:: Selected text ::
Scenario 1: Primary Region Failure

Trigger Criteria: - Primary region unavailable > 10 minutes - Azure status confirms regional outage - Automated health check failures

Failover Steps:

sequenceDiagram
    participant Ops as Operations
    participant Monitor as Monitoring
    participant DR as DR System
    participant DNS as Traffic Manager

    Monitor->>Ops: Alert: Primary region down
    Ops->>DR: Initiate failover
    DR->>DR: Verify DR data currency
    DR->>DR: Scale DR capacity (F16→F64)
    DR->>DNS: Update traffic routing
    DNS->>Ops: Failover complete
    Ops->>Monitor: Verify DR operational

Detailed Steps:

  1. Verify Outage (5 min)

    # Check Azure status
    az rest --method get --url "https://status.azure.com/api/v2/status.json"
    
    # Verify Fabric capacity
    az rest --method get \
      --url "https://api.fabric.microsoft.com/v1/capacities/{capacityId}"
    

  2. Scale DR Capacity (10 min)

    # Scale DR Fabric capacity from F16 to F64
    az rest --method patch \
      --url "https://management.azure.com/subscriptions/{sub}/resourceGroups/{rg}/providers/Microsoft.Fabric/capacities/{capacity}" \
      --body '{"sku": {"name": "F64", "tier": "Fabric"}}'
    

  3. Verify Data Currency (5 min)

    # Check last replication timestamp
    df = spark.table("dr_workspace.lh_bronze.bronze_slot_telemetry")

:: Given records ::
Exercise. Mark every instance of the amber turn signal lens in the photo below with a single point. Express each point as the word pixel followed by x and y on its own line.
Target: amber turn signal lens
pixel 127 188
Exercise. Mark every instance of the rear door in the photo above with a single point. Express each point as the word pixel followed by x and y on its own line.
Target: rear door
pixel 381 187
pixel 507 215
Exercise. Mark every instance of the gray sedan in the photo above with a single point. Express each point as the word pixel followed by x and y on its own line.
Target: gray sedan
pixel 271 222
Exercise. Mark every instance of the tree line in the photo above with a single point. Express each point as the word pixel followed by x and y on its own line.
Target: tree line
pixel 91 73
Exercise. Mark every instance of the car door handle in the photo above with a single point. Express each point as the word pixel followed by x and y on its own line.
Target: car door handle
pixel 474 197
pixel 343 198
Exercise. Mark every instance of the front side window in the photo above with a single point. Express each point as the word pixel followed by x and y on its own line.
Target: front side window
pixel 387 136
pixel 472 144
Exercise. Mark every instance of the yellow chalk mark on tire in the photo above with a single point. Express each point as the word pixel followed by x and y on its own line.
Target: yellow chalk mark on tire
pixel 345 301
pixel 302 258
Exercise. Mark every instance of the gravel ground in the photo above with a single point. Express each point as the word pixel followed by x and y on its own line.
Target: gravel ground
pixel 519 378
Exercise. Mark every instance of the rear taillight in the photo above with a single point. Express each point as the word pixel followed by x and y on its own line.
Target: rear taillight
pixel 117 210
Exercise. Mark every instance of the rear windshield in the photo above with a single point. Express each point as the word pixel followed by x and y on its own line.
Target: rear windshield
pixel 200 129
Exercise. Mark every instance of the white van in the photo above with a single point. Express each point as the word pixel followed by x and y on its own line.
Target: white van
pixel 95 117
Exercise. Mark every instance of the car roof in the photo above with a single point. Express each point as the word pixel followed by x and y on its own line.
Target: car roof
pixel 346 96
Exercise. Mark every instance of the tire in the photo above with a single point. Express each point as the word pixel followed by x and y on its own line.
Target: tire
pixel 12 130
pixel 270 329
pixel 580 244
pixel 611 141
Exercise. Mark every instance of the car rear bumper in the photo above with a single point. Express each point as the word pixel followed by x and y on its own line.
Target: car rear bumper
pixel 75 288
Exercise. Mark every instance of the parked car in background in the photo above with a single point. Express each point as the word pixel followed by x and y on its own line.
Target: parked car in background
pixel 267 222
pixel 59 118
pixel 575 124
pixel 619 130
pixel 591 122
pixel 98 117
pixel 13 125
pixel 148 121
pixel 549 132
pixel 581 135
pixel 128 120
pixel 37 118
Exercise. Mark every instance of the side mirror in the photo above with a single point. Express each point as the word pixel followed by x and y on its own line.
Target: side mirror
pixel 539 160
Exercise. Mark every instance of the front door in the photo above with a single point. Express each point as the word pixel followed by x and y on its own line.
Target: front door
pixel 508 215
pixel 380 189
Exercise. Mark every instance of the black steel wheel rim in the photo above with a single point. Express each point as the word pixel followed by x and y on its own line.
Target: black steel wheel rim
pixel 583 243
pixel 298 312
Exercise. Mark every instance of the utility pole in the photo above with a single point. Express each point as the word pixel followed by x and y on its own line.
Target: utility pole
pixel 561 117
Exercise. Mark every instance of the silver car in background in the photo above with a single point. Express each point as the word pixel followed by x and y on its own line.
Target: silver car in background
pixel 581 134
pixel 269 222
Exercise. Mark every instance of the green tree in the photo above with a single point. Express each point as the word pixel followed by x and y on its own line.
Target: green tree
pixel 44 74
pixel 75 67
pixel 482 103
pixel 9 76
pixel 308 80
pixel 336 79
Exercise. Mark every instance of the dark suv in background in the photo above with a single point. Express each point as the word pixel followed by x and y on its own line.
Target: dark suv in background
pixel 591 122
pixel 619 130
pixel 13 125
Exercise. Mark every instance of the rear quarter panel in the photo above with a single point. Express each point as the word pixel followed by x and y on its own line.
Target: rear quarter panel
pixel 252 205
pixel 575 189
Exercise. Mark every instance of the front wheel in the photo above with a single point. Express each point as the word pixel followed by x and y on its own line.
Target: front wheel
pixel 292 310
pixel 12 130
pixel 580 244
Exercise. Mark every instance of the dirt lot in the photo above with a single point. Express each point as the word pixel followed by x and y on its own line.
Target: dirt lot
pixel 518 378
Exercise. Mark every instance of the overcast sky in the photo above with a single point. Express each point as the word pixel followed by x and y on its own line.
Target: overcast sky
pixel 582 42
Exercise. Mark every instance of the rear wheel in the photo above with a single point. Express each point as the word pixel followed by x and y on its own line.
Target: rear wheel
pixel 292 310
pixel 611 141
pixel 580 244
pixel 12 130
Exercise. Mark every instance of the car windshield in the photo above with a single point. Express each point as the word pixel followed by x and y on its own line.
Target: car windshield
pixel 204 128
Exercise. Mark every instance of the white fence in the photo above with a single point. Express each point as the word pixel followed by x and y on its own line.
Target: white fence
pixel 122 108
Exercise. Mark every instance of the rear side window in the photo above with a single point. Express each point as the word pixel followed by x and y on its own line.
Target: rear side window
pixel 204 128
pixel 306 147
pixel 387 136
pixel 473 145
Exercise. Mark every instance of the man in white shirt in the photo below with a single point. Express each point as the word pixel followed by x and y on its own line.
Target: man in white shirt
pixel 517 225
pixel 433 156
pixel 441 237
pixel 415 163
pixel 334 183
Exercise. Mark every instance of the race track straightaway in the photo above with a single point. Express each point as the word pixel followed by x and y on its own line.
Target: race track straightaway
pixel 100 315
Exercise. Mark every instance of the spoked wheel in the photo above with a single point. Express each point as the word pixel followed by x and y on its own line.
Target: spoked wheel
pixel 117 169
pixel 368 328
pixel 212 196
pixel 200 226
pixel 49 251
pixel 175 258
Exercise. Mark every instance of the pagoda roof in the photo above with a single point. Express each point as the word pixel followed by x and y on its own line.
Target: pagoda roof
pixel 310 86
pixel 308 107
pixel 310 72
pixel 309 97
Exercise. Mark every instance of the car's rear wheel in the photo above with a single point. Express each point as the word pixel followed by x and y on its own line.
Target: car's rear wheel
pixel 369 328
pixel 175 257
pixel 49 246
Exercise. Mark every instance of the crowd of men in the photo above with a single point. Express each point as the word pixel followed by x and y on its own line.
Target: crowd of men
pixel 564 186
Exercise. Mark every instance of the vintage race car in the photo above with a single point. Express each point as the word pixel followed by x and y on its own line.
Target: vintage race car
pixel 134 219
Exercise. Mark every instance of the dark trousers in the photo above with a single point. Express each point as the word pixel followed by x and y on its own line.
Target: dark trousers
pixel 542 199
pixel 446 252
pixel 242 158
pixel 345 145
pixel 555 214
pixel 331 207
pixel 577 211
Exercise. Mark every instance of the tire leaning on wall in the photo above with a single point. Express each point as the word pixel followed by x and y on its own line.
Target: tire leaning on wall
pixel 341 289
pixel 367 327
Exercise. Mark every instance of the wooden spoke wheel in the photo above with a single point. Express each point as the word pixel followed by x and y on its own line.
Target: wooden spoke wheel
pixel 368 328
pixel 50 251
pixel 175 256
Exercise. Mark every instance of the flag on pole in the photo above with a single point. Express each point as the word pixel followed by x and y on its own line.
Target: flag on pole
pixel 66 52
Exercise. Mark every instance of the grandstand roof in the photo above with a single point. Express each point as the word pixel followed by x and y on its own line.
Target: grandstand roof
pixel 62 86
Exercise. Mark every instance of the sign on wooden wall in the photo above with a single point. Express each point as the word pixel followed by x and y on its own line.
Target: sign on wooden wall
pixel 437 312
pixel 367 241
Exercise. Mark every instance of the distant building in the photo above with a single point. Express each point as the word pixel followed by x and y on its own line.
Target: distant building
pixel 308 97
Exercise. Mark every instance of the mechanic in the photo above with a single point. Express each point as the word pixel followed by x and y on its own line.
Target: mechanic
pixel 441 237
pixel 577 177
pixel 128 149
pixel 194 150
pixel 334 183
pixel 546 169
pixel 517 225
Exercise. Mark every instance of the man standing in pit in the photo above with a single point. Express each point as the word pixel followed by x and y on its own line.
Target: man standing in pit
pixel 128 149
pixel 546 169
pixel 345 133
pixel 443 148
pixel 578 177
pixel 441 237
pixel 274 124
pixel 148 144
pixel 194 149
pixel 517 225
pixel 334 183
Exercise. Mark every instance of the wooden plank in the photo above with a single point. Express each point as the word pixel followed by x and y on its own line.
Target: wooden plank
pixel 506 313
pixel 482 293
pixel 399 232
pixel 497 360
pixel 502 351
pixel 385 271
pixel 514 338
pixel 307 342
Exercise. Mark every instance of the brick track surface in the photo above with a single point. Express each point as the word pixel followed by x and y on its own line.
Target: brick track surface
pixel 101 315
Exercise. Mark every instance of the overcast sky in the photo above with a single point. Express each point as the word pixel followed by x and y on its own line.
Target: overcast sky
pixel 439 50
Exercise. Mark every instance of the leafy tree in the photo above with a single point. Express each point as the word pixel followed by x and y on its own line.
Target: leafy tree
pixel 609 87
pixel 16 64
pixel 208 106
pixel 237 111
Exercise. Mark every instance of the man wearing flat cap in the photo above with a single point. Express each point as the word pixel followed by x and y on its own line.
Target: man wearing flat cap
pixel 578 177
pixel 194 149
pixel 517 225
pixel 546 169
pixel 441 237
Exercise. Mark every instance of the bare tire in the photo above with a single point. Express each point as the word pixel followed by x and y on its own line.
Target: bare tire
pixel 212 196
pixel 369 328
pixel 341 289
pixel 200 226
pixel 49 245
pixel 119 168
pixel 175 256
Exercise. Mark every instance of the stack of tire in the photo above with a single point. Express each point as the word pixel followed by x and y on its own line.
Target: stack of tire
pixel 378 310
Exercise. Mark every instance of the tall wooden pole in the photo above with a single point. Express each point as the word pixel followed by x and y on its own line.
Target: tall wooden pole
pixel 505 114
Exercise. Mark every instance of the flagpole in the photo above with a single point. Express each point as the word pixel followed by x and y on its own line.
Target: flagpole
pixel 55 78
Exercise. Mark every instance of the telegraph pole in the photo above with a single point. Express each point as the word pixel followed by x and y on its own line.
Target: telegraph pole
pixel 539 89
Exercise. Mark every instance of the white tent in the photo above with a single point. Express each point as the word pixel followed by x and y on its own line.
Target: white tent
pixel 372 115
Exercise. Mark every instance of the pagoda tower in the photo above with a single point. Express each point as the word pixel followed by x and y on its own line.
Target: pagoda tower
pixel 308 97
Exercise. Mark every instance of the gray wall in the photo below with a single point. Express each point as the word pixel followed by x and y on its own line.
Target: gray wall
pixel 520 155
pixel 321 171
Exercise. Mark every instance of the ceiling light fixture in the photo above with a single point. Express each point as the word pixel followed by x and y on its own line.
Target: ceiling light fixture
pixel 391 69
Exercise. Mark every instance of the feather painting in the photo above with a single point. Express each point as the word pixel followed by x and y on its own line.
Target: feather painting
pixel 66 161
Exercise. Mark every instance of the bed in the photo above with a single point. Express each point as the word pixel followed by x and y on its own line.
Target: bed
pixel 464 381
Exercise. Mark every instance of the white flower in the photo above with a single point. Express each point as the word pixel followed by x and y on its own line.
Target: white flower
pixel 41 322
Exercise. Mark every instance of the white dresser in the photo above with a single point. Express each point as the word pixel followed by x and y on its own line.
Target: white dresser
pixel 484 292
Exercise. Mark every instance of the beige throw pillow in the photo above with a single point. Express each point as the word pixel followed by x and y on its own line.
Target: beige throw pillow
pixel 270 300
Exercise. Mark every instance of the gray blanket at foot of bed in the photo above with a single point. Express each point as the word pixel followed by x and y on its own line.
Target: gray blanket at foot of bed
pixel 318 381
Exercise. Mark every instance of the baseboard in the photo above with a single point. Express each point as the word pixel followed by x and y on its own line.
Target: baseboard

:: Parts of the exercise ::
(1) From the region failover text, copy word for word the part that opens with the words containing "# Check Azure" and closes with "Capacity (10 min)".
(2) Does the region failover text support each statement below? Answer yes or no for each and quote the deciding words. (a) One trigger for failover is the primary region being unavailable for more than 10 minutes. (b) The outage verification step is allotted 10 minutes. (c) The DR capacity is scaled from F16 to F64.

:: Completed exercise ::
(1)
# Check Azure status
    az rest --method get --url "https://status.azure.com/api/v2/status.json"
    
    # Verify Fabric capacity
    az rest --method get \
      --url "https://api.fabric.microsoft.com/v1/capacities/{capacityId}"
    

  2. Scale DR Capacity (10 min)

(2)
(a) Yes: "Primary region unavailable > 10 minutes"
(b) No: "Verify Outage (5 min)"
(c) Yes: "Scale DR Fabric capacity from F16 to F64"